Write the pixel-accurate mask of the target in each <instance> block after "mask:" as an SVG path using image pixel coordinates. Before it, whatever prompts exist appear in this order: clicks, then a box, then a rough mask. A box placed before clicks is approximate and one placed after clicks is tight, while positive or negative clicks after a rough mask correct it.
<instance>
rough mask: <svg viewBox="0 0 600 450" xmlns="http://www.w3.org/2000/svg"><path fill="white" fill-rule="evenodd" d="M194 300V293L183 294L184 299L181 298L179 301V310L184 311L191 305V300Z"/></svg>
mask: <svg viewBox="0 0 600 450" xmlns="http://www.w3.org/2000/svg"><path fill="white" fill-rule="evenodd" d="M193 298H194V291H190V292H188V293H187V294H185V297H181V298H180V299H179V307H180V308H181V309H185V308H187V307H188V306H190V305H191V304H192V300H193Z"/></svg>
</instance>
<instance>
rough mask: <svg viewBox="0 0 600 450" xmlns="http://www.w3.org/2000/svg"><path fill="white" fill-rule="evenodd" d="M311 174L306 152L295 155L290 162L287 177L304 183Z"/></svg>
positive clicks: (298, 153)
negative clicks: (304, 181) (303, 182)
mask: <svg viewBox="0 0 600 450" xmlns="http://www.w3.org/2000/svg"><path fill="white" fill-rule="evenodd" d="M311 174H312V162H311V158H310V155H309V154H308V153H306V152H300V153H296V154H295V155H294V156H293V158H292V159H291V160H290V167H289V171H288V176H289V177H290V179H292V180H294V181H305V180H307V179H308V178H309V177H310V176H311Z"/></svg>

··········

#### Task to complete:
This exercise calls for every record above to be written out again exactly.

#### Response to the exercise:
Write the pixel-accurate mask of the target in each <instance> block after "mask:" as an SVG path using image pixel coordinates. Before it, whatever prompts exist appear in this order: clicks, then a box, then a rough mask. A box placed before clicks is approximate and one placed after clicks is tight, while positive or negative clicks after a rough mask correct it.
<instance>
rough mask: <svg viewBox="0 0 600 450" xmlns="http://www.w3.org/2000/svg"><path fill="white" fill-rule="evenodd" d="M194 300V293L183 294L184 299L181 298L179 301V310L184 311L191 305V300Z"/></svg>
mask: <svg viewBox="0 0 600 450" xmlns="http://www.w3.org/2000/svg"><path fill="white" fill-rule="evenodd" d="M193 298H194V291H190V292H188V293H187V294H185V297H181V298H180V299H179V307H180V308H181V309H185V308H187V307H188V306H190V305H191V304H192V300H193Z"/></svg>
</instance>
<instance>
rough mask: <svg viewBox="0 0 600 450" xmlns="http://www.w3.org/2000/svg"><path fill="white" fill-rule="evenodd" d="M311 174L306 152L295 155L290 162L287 177L304 183Z"/></svg>
positive clicks: (298, 153)
negative clicks: (304, 181) (303, 182)
mask: <svg viewBox="0 0 600 450" xmlns="http://www.w3.org/2000/svg"><path fill="white" fill-rule="evenodd" d="M311 174H312V162H311V158H310V155H309V154H308V153H306V152H300V153H296V154H295V155H294V156H293V158H292V159H291V160H290V167H289V171H288V176H289V177H290V179H292V180H294V181H305V180H307V179H308V178H309V177H310V176H311Z"/></svg>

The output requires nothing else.